◆ **Document passage**:
▽
Welcome to the forum. 

There are different grades of carbide. However, I've never seen the grades identified for particular bits or manuf. You can see the differences under magnification. I never bother to look though.

Katana Bits are pretty darned nice. A great many of my bits are from MLCS and quite a few are Katana. I just received a set of Katana solid carbide spirals from MLCS and they all say "Made in the USA", which was a surprise. 

Like most router users, my bits are from several different companies. Frued, CMT, MLCS, and sears, plus a few that I picked up at HD and Lowes. Not too happy with those, though. You get what you pay for, I guess.

You should get a diamond honing block to touch up your bits. Won't work on spirals, but does well on any carbide bit with a flat back to the cutting edge. two-four strokes per edge is all it takes, usually.

I don't like plunge cutting in 3/4" material with a 1/4" bit. It get's too hot, it's too slow, the router seems to work harder and the cut isn't all that great. I think it's too much hogging for that small diameter. Eventually, it's going to snap, too. A 1/2" shank and 1/2" cutting surface would be better. Now, edge work is different. The bit doesn't work nearly as hard. Still, I'd try to get 1/2" shanks, regardless of the cutter size. All my miniature edging and plunge bits are 1/2" shanks with tiny profiles. All my pattern bits and flush trim bits are 1/2" shank. 

Your 1/4" plunge at a time is a good plan, even with a spiral. Even with 1/2", I don't plunge cut more than 1/4" at a time.

Just my opinions here. Others may differ, but it's what works for me.


----------



## hyiu (Apr 6, 2010)

cool... its good to confirm that Katana bits are nice, and made in USA !!
That helped make my decision... I ordered the spiral bit from them !!

Yes, I understand that a 1/2 in bit will cut more steady, and not as easy to break.
But this coming cuts, I need a small bit. 1/2 in gap is a little too much...
I'll just have to go careful and slow... as always....


----------
△
◆ **Record extracts**:
▽
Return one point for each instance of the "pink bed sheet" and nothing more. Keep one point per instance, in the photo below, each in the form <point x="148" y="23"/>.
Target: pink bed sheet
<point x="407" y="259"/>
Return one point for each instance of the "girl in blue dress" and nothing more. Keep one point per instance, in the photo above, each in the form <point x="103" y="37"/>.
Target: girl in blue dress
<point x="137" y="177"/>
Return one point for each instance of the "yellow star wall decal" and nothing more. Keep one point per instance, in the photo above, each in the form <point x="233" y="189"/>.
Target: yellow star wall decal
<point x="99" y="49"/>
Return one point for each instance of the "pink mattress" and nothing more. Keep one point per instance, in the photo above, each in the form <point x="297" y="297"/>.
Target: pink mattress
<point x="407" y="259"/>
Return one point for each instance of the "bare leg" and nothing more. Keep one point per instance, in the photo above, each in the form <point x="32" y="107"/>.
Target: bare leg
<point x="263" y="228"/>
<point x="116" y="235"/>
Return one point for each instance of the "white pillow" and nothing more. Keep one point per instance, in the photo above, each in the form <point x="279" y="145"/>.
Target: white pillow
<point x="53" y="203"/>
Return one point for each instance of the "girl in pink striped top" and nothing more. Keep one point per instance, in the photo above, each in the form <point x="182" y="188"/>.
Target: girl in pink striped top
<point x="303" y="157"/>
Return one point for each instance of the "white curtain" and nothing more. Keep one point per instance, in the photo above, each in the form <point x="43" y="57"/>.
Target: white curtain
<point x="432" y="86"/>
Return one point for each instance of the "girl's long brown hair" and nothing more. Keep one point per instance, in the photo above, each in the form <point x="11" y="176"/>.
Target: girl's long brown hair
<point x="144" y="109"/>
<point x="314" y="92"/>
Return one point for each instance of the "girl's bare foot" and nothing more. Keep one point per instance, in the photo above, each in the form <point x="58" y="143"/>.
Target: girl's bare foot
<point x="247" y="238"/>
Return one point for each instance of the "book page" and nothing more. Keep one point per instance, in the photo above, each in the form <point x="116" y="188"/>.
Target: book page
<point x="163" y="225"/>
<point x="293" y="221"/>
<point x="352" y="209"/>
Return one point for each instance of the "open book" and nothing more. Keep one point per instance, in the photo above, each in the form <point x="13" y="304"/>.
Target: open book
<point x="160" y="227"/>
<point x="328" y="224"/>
△
◆ **What is needed**:
In the router bit thread, condense the paragraph that begins "I don't like plunge cutting" into a short bulleted list that keeps its main points.

◆ **Solution below**:
- Plunge cutting 3/4" material with a 1/4" bit works poorly: the bit gets too hot, the cut is slow and not very good, the router works harder, and the bit will eventually snap.
- That much hogging is too much for such a small diameter; a 1/2" shank with a 1/2" cutting surface would be better.
- Edge work is easier on the bit, but 1/2" shanks are still preferable regardless of cutter size.
- All of the writer's miniature edging and plunge bits (tiny profiles), pattern bits, and flush trim bits have 1/2" shanks.